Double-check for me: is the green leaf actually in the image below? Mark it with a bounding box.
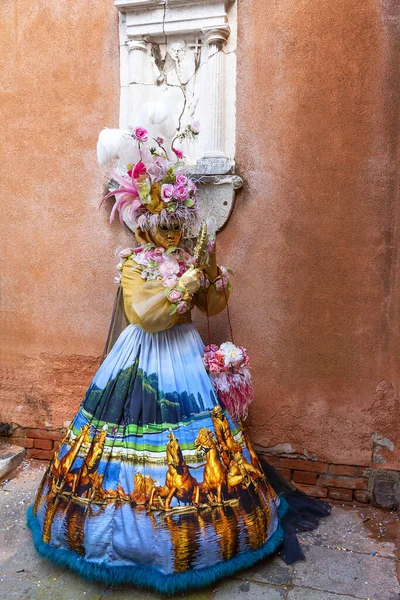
[166,246,177,254]
[169,304,178,315]
[143,243,154,251]
[227,280,233,291]
[226,267,234,274]
[184,198,195,208]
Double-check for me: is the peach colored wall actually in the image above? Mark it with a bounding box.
[0,1,131,428]
[219,0,399,469]
[1,1,399,471]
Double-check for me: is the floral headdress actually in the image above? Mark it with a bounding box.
[102,124,200,233]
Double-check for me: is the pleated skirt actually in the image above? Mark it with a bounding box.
[28,323,286,594]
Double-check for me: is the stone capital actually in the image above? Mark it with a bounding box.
[203,26,231,47]
[127,39,148,52]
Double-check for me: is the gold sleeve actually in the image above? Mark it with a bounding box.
[194,273,231,317]
[120,258,180,333]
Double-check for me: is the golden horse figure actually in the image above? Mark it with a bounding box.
[40,424,92,542]
[149,432,200,511]
[48,424,92,497]
[194,428,227,506]
[131,473,157,505]
[227,444,264,489]
[65,425,108,501]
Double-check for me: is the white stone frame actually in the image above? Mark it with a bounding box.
[114,0,242,231]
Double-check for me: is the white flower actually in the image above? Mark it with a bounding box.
[220,342,244,367]
[116,262,124,271]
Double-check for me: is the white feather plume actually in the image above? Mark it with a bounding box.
[97,129,139,167]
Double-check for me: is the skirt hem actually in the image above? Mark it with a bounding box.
[26,498,289,596]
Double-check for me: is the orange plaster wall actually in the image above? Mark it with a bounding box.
[1,0,399,471]
[0,1,131,429]
[220,0,400,469]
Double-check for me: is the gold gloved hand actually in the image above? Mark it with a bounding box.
[178,267,201,294]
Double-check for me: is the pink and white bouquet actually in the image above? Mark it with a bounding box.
[202,342,254,421]
[102,124,200,232]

* Task to complete
Write out the whole listing exactly, and drop the pictures.

* Answer section
Double-check for me: is the green leaf actually in the image below? Mark it with a bounding box.
[166,246,177,254]
[169,304,178,315]
[143,243,154,251]
[227,280,233,291]
[226,267,234,274]
[184,198,195,208]
Double-check for me: is the peach colored wall actually in the image above? Mark it with a bounding box.
[0,1,131,428]
[219,0,399,469]
[1,1,399,471]
Double-check for me: is the floral headdress actually in the image above? Mark it with a bounding box.
[102,124,200,233]
Double-check for me: is the pleated skirt actually in the image above? Mark it with a bounding box.
[28,323,286,594]
Double-check for me: is the stone capital actually in the image above? Mark it with a bounding box.
[203,26,231,47]
[127,39,148,52]
Double-check for me: is the gold sleeve actually in the image above? Mark it with a bounding box.
[194,273,231,317]
[120,258,180,333]
Double-check for me: is the golden horse figure actually in the image above? Mark it with a bounding box.
[40,424,92,542]
[149,432,200,511]
[48,424,92,497]
[194,428,227,506]
[131,473,157,505]
[227,444,264,489]
[65,425,108,501]
Double-check for me: is the white stone frame actually in the image above? Mark it with a bounding box.
[114,0,242,231]
Double-check for me: is the white flower actually in the image above? Mark it with a bounding box.
[220,342,244,367]
[116,262,124,271]
Double-check for me: is the white feather plume actually in the image above? Mark it with a bounding box.
[97,129,139,167]
Double-check for me: is the skirt hem actually in the image above? Mark it with a bounding box.
[26,498,289,596]
Double-check for me: is the orange plaster wall actually in the image above? Mark it with a bounding box.
[1,0,399,471]
[0,1,131,429]
[220,0,400,469]
Double-check for me: is the gold gloved hand actually in the image above? Mark it with a bounding box.
[178,267,201,294]
Double-check for me: is the pink and white bouquet actually in the image above? Mark it with a bounding box.
[202,342,254,421]
[102,124,200,232]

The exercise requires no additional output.